TO DO:
Transcribe the stretch of the listing below from the line containing "provide the segmentation of turn" through its final line, keeping every character unchanged. Leave the pictures out of your copy.

==================================================

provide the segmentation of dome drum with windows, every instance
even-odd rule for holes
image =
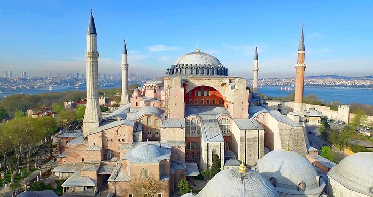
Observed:
[[[215,57],[199,51],[179,57],[174,65],[167,69],[166,76],[209,75],[228,76],[228,69]]]

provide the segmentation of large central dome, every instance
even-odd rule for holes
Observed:
[[[228,71],[215,57],[197,48],[196,51],[177,59],[173,65],[167,69],[166,75],[228,76]]]

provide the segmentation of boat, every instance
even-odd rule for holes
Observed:
[[[75,84],[75,88],[76,88],[76,89],[86,88],[86,87],[87,87],[87,84],[84,82],[78,82],[77,83],[77,84]]]
[[[278,90],[283,91],[291,91],[293,90],[292,87],[278,87]]]
[[[48,86],[48,89],[50,90],[66,90],[68,89],[70,86],[65,85],[50,85]]]

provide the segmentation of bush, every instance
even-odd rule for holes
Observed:
[[[34,182],[30,185],[30,190],[31,191],[41,191],[44,188],[45,184],[42,181]]]

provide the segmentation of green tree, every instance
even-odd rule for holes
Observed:
[[[186,179],[183,179],[179,182],[177,187],[180,188],[180,195],[182,196],[185,193],[190,193],[192,190],[192,187],[189,185],[188,181]]]
[[[78,122],[83,122],[83,119],[84,119],[84,114],[85,113],[85,106],[78,106],[75,108],[75,111],[77,112],[77,120]]]
[[[53,140],[52,137],[57,130],[57,122],[54,117],[51,116],[43,116],[38,118],[36,120],[37,128],[42,132],[43,140],[48,147],[49,156],[52,157],[53,156],[52,147],[52,143]]]
[[[213,164],[211,164],[211,178],[220,171],[220,159],[218,154],[213,157]]]
[[[76,112],[75,110],[62,110],[58,115],[57,119],[60,125],[68,132],[73,126],[74,121],[77,120]]]
[[[204,171],[203,171],[201,174],[202,174],[203,177],[204,177],[206,180],[208,181],[208,179],[210,177],[210,175],[211,174],[211,172],[210,172],[210,169],[207,168]]]
[[[322,146],[321,149],[321,156],[329,159],[329,160],[333,160],[333,157],[332,152],[332,150],[330,149],[329,146]]]

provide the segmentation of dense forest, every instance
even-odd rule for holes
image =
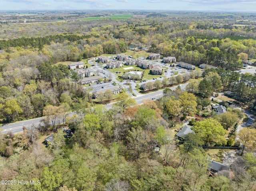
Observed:
[[[243,61],[256,59],[256,26],[246,21],[255,16],[131,13],[134,16],[126,20],[81,20],[84,13],[73,13],[61,15],[76,18],[72,22],[1,23],[1,121],[42,116],[46,120],[44,126],[32,124],[21,133],[0,133],[1,179],[40,183],[1,183],[0,189],[256,189],[255,125],[237,134],[243,113],[223,102],[227,112],[216,115],[210,99],[214,92],[232,91],[239,106],[256,110],[255,75],[235,71]],[[162,97],[139,106],[124,91],[107,110],[93,102],[76,73],[55,65],[125,53],[130,46],[148,47],[150,52],[175,56],[177,61],[218,68],[164,79],[164,87],[187,82],[186,91],[166,88]],[[76,114],[68,117],[71,110]],[[66,122],[51,123],[57,116],[64,122],[66,118]],[[195,134],[178,140],[174,127],[188,119]],[[62,128],[72,136],[65,136]],[[54,142],[45,147],[42,138],[52,134]],[[209,175],[210,157],[202,146],[240,144],[241,156],[230,165],[231,172]]]

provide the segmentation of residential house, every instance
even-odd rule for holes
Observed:
[[[140,59],[138,58],[128,58],[126,61],[126,65],[132,66],[138,64]]]
[[[124,79],[126,80],[140,80],[141,79],[141,75],[132,73],[125,73],[123,74],[122,77]]]
[[[153,67],[153,65],[144,60],[140,60],[138,63],[138,66],[144,69],[151,69]]]
[[[174,62],[176,62],[176,58],[173,56],[164,57],[163,62],[164,63],[173,63]]]
[[[183,62],[178,62],[177,63],[177,65],[188,70],[194,70],[196,68],[194,65]]]
[[[100,56],[98,57],[98,61],[102,63],[108,63],[109,62],[109,58],[106,56]]]
[[[184,125],[183,127],[181,128],[179,132],[176,134],[176,136],[178,137],[178,138],[180,139],[183,138],[184,136],[190,133],[194,133],[194,131],[191,129],[192,126],[188,125]]]
[[[210,171],[211,174],[215,174],[219,171],[222,170],[229,171],[229,166],[214,160],[210,160],[209,161],[210,163],[208,165],[207,169]]]
[[[216,114],[218,115],[227,112],[227,108],[222,105],[214,105],[212,106],[214,109],[216,110]]]
[[[163,68],[159,65],[154,66],[151,69],[151,74],[152,75],[161,75]]]
[[[92,92],[92,97],[94,99],[96,99],[98,98],[98,96],[100,93],[104,93],[108,90],[111,91],[113,94],[117,94],[120,93],[122,89],[120,87],[115,86],[110,88],[104,89],[94,91]]]
[[[217,67],[215,67],[215,66],[213,66],[211,65],[208,65],[208,64],[201,64],[199,65],[199,68],[202,68],[202,69],[203,69],[206,67],[208,68],[213,68],[214,69],[216,69],[217,68]]]
[[[123,66],[123,65],[120,61],[117,60],[107,63],[106,67],[108,69],[120,68]]]
[[[127,60],[128,56],[124,54],[118,54],[116,55],[116,58],[119,60]]]
[[[80,78],[90,77],[93,75],[93,71],[88,68],[78,70],[75,71],[77,73]]]
[[[253,62],[250,62],[248,60],[243,60],[243,63],[252,65],[252,64],[253,64]]]
[[[148,55],[148,59],[150,60],[156,60],[156,59],[159,59],[160,58],[160,54],[158,53],[153,53],[153,54],[150,54]]]
[[[104,79],[104,77],[99,75],[98,76],[94,76],[87,78],[83,78],[80,80],[80,81],[82,85],[85,84],[91,84],[92,83],[95,83],[99,82],[100,79]]]
[[[245,67],[246,68],[249,67],[249,65],[248,65],[247,64],[243,64],[243,66],[244,66],[244,67]]]
[[[84,63],[81,61],[79,62],[70,62],[68,64],[68,69],[74,70],[76,68],[82,68],[84,67]]]

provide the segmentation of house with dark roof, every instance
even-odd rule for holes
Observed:
[[[144,60],[139,61],[138,65],[140,67],[146,69],[151,69],[153,67],[153,64],[152,64],[152,63]]]
[[[104,77],[100,75],[98,76],[92,76],[87,78],[83,78],[80,80],[80,82],[82,85],[85,84],[91,84],[99,82],[99,80],[100,79],[104,79]]]
[[[194,65],[188,63],[186,63],[186,62],[179,62],[177,63],[177,65],[181,67],[182,68],[185,68],[188,70],[194,70],[196,68],[196,66]]]
[[[148,59],[150,60],[159,59],[160,58],[160,54],[158,53],[153,53],[153,54],[150,54],[148,55]]]
[[[108,63],[109,62],[109,58],[106,56],[100,56],[98,57],[98,61],[102,63]]]
[[[76,68],[82,68],[84,67],[84,63],[81,61],[79,62],[70,62],[68,64],[68,69],[74,70]]]
[[[179,139],[183,138],[186,135],[190,133],[194,133],[194,131],[191,129],[192,126],[188,125],[184,125],[181,128],[179,132],[176,134],[176,136],[178,137]]]
[[[164,57],[163,58],[163,62],[164,63],[173,63],[176,62],[176,58],[174,56],[168,56],[168,57]]]
[[[156,65],[151,69],[151,74],[152,75],[161,75],[163,68],[162,66]]]
[[[202,69],[203,69],[206,67],[208,68],[213,68],[214,69],[216,69],[217,68],[217,67],[215,67],[215,66],[213,66],[211,65],[208,65],[208,64],[201,64],[199,65],[199,68],[202,68]]]
[[[229,171],[229,166],[214,160],[210,160],[209,161],[210,163],[208,165],[207,169],[210,171],[211,174],[215,174],[222,170]]]
[[[111,88],[104,89],[102,90],[99,90],[96,91],[92,92],[92,97],[94,99],[98,98],[98,96],[99,93],[104,93],[106,91],[109,90],[112,92],[113,94],[117,94],[120,93],[120,92],[122,91],[122,89],[119,87],[117,86],[112,87]]]
[[[212,106],[212,108],[216,110],[215,113],[216,115],[221,114],[227,112],[227,108],[223,105],[214,105]]]
[[[127,60],[128,57],[127,55],[124,54],[118,54],[116,55],[116,58],[119,60]]]

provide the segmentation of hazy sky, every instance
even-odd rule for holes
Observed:
[[[256,11],[256,0],[0,0],[0,10],[164,10]]]

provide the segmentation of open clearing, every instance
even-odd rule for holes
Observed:
[[[127,68],[124,68],[124,70],[130,70],[130,69],[133,69],[133,67],[127,67]]]

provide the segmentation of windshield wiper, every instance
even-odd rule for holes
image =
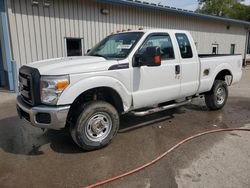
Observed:
[[[101,55],[101,54],[92,54],[91,56],[96,56],[96,57],[103,57],[104,59],[107,59],[106,56],[104,55]]]

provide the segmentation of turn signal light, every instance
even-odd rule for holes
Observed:
[[[68,85],[69,85],[68,81],[61,81],[57,83],[56,87],[57,87],[57,90],[63,91]]]

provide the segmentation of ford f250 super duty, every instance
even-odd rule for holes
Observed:
[[[144,116],[201,95],[208,109],[221,109],[241,76],[241,55],[198,55],[189,32],[121,32],[83,57],[22,66],[17,111],[39,128],[69,126],[76,144],[94,150],[110,143],[121,114]]]

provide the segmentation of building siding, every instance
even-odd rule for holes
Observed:
[[[42,2],[42,1],[41,1]],[[83,38],[84,50],[112,32],[122,29],[183,29],[191,32],[199,53],[245,53],[246,29],[220,21],[181,16],[126,5],[93,0],[53,0],[51,6],[32,5],[30,0],[7,0],[13,59],[17,67],[27,63],[66,55],[65,37]],[[101,14],[101,8],[109,10]]]

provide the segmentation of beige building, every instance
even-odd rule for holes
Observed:
[[[3,9],[0,85],[11,90],[20,66],[42,59],[83,55],[118,30],[183,29],[191,32],[201,54],[240,53],[244,58],[250,54],[249,22],[137,0],[0,0],[0,3]]]

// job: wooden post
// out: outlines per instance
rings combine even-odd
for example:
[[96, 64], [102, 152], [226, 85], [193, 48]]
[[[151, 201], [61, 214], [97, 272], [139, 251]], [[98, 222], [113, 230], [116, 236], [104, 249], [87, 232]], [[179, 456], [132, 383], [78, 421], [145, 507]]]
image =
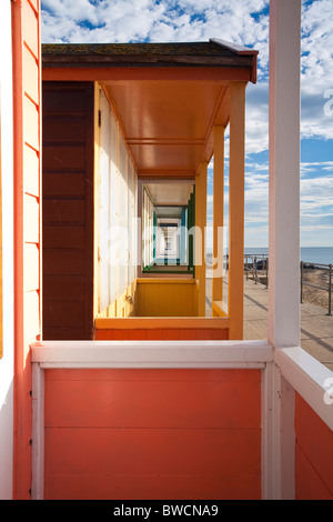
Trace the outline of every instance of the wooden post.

==================================================

OUTPUT BELOW:
provide the segmentation of turn signal light, every instance
even-odd rule for holes
Observed:
[[[68,85],[69,85],[68,81],[61,81],[57,83],[56,87],[57,87],[57,90],[63,91]]]

provide the segmentation of ford f250 super duty, every instance
even-odd rule for holes
Observed:
[[[144,116],[201,95],[208,109],[221,109],[241,76],[241,55],[198,55],[189,32],[121,32],[83,57],[22,66],[17,111],[39,128],[69,126],[76,144],[94,150],[110,143],[121,114]]]

provide the segmentation of building siding, every instance
even-odd rule for holes
Observed:
[[[42,2],[42,1],[41,1]],[[83,38],[84,50],[112,32],[122,29],[183,29],[191,32],[199,53],[245,53],[246,29],[220,21],[181,16],[126,5],[93,0],[53,0],[51,6],[32,5],[30,0],[7,0],[13,59],[17,67],[27,63],[66,55],[65,37]],[[101,14],[101,8],[109,10]]]

provide the segmentation of beige building, every instance
even-odd rule for holes
Observed:
[[[3,9],[0,85],[11,90],[20,66],[42,59],[83,55],[118,30],[183,29],[191,32],[201,54],[240,53],[244,58],[250,54],[249,22],[137,0],[0,0],[0,3]]]

// job: wooden post
// out: outlines per instance
rings combine even-odd
for example:
[[96, 64], [102, 152], [226, 85], [193, 48]]
[[[151, 201], [61, 214], [97, 272], [139, 251]], [[98, 222], [113, 230], [116, 236], [104, 249], [87, 232]], [[179, 456], [132, 383], [78, 421], [145, 507]]]
image =
Trace the outline of every instance of the wooden post.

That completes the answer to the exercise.